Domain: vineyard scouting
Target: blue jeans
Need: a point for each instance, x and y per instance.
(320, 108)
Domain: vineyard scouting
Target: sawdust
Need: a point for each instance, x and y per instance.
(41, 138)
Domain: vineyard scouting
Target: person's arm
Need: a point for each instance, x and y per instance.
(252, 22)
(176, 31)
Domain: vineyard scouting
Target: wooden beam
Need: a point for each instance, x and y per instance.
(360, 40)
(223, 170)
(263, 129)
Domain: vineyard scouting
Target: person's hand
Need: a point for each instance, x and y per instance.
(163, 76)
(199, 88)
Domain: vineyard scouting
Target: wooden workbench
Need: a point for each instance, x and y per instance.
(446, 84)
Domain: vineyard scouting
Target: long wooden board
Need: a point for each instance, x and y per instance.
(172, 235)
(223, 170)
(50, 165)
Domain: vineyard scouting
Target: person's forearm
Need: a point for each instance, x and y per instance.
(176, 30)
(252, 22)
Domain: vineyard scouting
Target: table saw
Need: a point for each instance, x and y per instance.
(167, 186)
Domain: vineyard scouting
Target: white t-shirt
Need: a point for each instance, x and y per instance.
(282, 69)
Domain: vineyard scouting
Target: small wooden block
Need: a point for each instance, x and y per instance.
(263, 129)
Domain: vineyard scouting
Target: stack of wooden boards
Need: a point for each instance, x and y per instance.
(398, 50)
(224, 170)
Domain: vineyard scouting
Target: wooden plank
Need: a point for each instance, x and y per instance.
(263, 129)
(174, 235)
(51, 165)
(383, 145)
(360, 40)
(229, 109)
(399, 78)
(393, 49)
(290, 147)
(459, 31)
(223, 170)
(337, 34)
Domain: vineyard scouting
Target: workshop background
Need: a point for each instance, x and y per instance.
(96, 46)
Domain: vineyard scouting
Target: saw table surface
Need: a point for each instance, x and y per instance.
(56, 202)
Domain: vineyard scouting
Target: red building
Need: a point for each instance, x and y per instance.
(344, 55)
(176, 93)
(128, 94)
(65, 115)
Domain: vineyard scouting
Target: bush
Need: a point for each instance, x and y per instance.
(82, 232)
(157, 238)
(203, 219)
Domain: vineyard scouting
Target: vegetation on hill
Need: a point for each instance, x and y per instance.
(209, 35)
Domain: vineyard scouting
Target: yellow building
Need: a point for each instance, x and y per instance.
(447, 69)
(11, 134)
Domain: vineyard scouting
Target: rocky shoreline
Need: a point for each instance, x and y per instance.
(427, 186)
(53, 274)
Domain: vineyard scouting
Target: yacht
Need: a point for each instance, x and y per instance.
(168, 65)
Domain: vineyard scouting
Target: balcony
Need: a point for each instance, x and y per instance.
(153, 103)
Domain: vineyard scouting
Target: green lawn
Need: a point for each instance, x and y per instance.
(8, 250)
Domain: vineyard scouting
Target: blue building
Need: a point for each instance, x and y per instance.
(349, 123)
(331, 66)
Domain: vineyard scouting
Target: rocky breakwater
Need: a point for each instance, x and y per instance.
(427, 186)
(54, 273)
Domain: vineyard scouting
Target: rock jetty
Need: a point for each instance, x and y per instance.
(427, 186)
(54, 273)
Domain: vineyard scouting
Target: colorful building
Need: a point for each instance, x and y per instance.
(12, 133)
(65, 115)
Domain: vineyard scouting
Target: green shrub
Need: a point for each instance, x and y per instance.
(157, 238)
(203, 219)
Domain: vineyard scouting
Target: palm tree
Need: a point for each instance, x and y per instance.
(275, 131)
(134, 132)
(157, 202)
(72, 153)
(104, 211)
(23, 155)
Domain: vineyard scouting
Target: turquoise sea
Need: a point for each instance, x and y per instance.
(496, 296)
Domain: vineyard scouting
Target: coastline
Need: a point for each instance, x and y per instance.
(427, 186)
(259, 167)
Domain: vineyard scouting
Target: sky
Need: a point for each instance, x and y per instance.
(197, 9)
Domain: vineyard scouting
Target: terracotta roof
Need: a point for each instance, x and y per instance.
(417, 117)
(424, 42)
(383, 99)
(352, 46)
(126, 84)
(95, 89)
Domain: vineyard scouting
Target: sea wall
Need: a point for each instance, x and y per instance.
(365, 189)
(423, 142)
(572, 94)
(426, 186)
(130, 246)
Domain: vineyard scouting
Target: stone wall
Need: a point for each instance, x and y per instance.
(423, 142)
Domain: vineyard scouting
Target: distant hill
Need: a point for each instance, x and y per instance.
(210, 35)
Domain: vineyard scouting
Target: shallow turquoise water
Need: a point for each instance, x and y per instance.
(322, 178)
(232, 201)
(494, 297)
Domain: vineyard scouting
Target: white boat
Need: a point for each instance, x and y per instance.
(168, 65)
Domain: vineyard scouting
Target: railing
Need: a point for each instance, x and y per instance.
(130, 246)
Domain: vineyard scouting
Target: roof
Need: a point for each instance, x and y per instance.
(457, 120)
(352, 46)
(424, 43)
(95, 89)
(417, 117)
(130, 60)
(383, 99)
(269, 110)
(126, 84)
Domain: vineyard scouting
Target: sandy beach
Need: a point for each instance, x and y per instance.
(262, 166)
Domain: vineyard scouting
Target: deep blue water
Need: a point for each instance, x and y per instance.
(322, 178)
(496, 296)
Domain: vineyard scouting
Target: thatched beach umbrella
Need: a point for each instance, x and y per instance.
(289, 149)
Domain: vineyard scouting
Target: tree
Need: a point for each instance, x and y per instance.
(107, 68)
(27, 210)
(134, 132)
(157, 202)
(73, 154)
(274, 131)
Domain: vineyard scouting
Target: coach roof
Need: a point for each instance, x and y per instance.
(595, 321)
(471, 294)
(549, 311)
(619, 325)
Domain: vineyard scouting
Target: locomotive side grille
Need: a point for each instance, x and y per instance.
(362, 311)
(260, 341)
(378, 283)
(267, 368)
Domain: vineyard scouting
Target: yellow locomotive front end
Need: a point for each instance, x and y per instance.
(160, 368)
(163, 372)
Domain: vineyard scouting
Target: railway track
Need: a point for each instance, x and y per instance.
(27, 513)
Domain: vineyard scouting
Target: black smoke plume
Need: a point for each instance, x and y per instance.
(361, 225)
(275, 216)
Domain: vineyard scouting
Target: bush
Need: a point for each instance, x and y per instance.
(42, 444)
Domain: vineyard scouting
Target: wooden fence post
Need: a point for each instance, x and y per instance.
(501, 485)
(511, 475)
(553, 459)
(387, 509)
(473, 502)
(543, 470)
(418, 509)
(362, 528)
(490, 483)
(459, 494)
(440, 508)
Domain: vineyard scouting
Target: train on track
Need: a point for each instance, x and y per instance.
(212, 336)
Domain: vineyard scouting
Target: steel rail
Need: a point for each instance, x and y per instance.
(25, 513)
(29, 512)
#####
## EXERCISE GOAL
Say how many lines in the records hold the string "track", and say nothing else.

## WRITTEN ANSWER
2